(Excerpts of bounding-box data)
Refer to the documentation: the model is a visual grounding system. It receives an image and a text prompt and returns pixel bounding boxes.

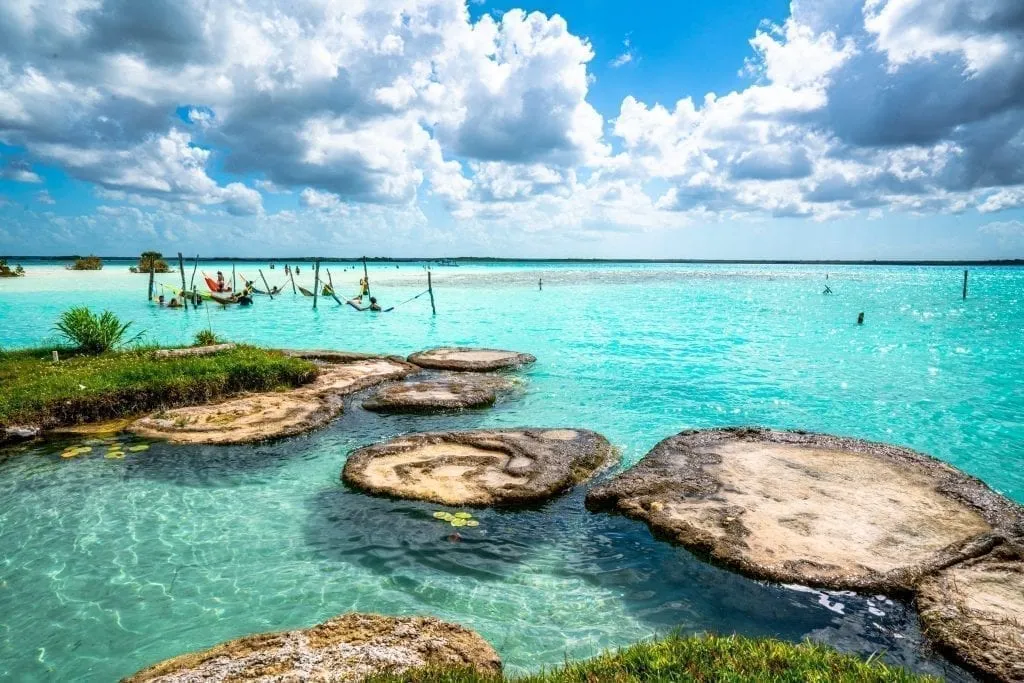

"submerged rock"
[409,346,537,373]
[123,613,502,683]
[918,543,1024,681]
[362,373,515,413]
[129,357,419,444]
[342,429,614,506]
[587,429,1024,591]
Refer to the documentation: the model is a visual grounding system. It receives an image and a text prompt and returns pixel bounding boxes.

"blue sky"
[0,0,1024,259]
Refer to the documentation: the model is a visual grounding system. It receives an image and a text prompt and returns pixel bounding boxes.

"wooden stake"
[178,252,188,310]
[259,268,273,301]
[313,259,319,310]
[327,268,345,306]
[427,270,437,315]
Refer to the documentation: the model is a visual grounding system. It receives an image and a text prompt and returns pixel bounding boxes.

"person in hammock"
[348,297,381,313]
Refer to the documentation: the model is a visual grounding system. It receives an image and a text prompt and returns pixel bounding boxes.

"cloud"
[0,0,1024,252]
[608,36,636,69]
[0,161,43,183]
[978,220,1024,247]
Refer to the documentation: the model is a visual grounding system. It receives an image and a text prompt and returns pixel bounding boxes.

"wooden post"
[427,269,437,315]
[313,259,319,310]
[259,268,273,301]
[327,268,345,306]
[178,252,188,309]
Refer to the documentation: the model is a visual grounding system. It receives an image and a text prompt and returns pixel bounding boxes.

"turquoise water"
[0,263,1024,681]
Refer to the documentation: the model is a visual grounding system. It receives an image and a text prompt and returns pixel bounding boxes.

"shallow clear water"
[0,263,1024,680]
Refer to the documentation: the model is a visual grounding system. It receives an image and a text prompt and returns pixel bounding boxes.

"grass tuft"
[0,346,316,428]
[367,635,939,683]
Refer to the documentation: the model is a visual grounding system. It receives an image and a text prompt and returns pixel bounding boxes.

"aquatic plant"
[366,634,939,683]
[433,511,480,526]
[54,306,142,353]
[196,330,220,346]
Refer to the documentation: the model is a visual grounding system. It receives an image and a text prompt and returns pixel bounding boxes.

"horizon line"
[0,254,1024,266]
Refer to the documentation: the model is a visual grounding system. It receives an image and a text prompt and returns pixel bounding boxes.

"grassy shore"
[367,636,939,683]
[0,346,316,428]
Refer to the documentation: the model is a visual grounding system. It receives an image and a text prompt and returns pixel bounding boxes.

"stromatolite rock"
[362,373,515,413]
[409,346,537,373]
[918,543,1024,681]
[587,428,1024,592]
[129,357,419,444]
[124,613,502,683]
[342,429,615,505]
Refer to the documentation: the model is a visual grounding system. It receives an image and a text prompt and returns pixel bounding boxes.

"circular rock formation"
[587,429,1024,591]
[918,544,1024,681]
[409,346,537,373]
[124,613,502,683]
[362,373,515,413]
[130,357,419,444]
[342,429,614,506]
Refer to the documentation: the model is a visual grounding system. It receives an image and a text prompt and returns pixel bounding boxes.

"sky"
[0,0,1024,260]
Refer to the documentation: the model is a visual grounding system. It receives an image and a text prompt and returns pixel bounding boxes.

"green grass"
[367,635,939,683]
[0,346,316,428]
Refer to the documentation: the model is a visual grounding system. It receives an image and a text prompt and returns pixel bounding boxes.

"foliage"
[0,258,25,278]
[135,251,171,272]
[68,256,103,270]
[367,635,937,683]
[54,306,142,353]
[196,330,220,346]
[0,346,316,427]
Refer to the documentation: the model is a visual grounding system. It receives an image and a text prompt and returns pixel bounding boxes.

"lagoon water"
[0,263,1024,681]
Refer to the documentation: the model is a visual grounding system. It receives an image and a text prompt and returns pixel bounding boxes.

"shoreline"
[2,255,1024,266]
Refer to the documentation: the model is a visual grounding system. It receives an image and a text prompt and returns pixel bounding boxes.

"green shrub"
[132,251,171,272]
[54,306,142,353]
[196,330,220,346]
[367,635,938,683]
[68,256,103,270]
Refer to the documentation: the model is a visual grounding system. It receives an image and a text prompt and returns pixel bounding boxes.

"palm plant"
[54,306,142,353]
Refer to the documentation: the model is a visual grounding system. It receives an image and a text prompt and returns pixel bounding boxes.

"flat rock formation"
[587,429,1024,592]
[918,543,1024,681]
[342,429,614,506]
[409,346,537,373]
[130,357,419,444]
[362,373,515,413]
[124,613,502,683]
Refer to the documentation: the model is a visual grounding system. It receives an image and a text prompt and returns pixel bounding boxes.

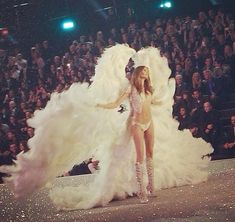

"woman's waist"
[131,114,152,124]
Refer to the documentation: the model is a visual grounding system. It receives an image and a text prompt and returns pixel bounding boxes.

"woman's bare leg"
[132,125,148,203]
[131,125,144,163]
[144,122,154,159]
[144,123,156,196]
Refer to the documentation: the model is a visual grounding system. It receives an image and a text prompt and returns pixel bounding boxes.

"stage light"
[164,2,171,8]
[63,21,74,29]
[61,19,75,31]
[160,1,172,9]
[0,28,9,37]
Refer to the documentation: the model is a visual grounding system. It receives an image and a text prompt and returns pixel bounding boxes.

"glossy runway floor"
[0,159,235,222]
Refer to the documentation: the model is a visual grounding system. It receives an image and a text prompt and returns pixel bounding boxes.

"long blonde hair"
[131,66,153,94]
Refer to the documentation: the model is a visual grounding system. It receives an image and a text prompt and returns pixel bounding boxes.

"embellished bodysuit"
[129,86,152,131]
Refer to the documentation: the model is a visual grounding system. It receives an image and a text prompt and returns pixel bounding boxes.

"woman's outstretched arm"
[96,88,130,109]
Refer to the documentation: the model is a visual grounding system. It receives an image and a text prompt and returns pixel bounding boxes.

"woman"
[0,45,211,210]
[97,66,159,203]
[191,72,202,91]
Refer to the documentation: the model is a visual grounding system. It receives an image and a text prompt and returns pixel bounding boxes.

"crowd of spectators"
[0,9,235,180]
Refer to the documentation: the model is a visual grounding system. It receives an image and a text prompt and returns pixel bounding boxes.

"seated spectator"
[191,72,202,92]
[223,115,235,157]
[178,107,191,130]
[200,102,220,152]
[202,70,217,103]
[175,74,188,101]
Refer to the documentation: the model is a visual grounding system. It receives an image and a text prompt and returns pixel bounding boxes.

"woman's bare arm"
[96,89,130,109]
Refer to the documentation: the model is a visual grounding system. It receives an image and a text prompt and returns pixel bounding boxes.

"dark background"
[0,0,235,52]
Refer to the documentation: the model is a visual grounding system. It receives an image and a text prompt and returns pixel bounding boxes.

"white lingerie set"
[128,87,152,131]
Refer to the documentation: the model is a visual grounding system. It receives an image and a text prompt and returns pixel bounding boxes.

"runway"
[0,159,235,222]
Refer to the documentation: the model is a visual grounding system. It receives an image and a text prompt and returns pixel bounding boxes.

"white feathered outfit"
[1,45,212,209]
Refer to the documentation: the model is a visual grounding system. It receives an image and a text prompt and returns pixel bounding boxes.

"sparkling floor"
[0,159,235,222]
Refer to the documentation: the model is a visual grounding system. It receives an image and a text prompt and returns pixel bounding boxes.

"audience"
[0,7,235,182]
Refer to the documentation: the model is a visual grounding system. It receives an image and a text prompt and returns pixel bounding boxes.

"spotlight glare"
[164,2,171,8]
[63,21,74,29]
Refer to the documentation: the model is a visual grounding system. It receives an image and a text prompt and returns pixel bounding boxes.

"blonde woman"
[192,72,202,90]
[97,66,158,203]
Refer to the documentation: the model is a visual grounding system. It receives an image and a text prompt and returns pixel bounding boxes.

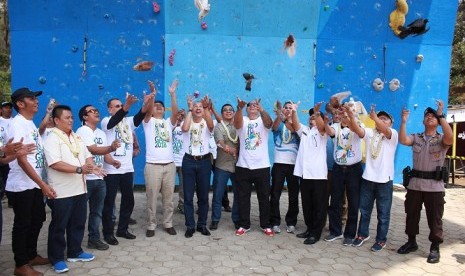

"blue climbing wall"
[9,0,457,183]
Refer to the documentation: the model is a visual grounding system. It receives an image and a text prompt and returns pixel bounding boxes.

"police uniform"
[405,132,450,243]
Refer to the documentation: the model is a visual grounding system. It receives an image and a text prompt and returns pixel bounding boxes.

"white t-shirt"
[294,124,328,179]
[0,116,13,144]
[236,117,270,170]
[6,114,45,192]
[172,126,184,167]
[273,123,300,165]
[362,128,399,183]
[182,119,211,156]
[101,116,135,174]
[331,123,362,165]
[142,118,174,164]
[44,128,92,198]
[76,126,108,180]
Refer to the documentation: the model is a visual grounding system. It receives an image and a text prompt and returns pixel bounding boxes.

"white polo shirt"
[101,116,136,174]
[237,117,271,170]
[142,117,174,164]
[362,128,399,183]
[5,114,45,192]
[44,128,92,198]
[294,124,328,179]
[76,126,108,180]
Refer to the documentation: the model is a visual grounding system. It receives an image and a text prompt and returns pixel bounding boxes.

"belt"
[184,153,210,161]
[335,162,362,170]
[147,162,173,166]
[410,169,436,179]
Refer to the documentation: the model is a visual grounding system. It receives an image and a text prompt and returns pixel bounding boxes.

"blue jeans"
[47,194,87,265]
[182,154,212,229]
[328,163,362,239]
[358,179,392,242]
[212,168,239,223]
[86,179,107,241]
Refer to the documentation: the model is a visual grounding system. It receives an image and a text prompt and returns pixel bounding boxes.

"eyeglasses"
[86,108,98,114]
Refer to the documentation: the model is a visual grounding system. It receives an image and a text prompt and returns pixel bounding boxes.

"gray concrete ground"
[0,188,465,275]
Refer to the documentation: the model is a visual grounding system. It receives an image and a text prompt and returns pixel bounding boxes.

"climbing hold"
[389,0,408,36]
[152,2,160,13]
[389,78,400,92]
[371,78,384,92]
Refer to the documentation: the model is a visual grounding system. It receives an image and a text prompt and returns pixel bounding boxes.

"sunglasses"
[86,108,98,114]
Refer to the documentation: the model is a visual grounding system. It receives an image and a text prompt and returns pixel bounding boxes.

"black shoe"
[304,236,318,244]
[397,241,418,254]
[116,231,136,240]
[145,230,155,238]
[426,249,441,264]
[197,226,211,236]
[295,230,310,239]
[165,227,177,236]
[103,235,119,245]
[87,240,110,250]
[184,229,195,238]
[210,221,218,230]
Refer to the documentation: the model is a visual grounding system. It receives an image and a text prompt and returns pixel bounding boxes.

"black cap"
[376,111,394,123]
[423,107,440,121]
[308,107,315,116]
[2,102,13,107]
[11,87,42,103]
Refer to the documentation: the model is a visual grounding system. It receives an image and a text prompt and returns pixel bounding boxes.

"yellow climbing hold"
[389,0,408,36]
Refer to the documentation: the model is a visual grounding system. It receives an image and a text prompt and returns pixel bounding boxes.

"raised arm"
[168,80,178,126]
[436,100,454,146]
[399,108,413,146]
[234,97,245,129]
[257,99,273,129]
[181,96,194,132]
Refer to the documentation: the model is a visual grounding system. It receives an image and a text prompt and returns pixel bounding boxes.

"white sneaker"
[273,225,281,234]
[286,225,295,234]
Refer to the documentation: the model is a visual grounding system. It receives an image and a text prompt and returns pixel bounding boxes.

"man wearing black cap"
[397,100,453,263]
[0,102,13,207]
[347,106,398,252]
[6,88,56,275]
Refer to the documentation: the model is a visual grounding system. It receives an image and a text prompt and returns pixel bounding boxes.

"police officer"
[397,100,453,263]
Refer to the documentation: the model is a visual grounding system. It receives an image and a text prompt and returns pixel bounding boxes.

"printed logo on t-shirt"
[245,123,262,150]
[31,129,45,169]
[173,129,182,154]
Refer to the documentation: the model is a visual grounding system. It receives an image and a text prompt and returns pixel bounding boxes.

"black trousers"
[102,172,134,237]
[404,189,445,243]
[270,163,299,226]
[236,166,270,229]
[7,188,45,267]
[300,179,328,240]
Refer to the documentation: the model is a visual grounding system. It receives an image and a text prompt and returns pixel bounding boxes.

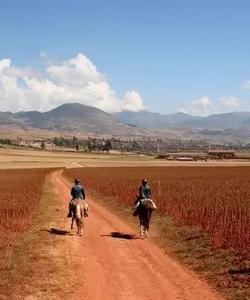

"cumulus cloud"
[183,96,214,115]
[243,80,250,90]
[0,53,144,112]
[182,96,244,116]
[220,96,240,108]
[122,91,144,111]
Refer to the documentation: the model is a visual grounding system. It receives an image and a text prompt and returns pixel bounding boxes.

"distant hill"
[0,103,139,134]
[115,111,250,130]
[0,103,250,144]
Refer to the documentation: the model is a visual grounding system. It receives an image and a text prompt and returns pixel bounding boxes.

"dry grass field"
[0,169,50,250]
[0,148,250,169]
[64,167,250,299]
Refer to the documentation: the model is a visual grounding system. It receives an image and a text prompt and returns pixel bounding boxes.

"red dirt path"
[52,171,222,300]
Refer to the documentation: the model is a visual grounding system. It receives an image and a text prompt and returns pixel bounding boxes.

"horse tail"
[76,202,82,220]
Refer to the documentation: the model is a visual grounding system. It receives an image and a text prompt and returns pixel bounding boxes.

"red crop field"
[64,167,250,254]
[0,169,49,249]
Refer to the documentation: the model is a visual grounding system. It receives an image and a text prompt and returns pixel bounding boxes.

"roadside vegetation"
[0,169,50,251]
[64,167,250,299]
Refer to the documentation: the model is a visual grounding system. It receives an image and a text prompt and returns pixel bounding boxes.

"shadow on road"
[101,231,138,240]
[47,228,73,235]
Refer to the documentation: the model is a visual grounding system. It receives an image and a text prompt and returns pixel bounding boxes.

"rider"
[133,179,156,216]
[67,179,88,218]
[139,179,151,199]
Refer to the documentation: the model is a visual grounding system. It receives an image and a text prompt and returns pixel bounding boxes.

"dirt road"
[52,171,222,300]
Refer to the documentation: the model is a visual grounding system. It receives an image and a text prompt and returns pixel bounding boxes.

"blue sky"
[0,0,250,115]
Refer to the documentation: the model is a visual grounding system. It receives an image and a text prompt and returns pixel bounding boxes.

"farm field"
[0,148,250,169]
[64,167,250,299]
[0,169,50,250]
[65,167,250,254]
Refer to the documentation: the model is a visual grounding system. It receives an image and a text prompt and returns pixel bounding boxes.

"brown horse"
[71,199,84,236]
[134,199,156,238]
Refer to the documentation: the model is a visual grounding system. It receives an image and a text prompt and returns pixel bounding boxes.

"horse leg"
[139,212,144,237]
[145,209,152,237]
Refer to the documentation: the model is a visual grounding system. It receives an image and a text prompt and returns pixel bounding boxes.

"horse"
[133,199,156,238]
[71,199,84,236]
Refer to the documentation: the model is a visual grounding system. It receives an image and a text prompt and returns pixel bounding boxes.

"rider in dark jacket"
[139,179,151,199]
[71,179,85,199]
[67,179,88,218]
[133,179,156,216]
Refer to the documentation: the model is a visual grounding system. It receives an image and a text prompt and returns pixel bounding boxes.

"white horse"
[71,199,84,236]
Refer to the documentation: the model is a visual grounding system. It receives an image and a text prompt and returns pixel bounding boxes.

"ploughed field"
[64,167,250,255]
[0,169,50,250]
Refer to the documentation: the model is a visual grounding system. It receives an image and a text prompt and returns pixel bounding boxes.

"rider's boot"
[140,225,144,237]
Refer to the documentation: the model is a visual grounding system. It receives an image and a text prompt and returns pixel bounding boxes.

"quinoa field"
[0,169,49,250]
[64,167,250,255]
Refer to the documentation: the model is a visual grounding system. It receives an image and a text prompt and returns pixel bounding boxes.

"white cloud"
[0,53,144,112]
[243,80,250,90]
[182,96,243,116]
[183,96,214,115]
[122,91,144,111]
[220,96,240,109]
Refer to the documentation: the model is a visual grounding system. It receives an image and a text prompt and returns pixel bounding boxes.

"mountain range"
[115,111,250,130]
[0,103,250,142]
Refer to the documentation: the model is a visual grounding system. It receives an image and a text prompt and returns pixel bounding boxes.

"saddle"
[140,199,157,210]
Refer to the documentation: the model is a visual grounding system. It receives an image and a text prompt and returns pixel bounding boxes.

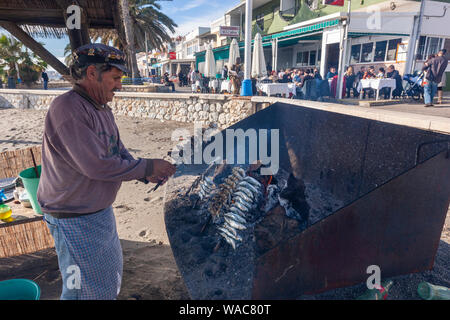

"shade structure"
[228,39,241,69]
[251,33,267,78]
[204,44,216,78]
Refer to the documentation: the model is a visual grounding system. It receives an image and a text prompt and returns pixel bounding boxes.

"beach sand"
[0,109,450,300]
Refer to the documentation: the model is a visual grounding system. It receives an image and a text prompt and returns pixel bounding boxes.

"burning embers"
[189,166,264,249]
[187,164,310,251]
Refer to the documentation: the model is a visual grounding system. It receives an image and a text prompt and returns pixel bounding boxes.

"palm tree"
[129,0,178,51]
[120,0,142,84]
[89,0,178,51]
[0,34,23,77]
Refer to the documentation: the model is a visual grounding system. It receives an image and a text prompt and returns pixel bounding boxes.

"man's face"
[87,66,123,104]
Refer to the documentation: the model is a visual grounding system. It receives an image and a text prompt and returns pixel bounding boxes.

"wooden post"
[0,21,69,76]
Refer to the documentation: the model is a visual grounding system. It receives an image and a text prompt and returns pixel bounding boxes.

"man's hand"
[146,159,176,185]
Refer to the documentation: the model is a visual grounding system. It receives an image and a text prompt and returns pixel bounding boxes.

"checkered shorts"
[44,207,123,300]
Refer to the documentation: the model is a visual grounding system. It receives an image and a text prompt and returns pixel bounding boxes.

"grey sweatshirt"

● **SET EXERCISE**
Reproduce the data verbatim from its first line through the line containing "[0,0,1024,259]", with both ends included. Omit the pictures from your output.

● **EXERCISE SOLUTION**
Refer to the documentation: the model is a visual grounding system. It receives an image and a text prompt and returns pixel bounding boxes.


"submerged rock"
[409,346,537,373]
[123,613,502,683]
[918,543,1024,681]
[362,373,515,413]
[129,357,419,444]
[342,429,614,506]
[587,429,1024,591]
Refer to the documentation: the model is a visual grounding system. It receives an image and a text prompt and returns pixel bounding boxes.

"blue sky"
[0,0,1024,259]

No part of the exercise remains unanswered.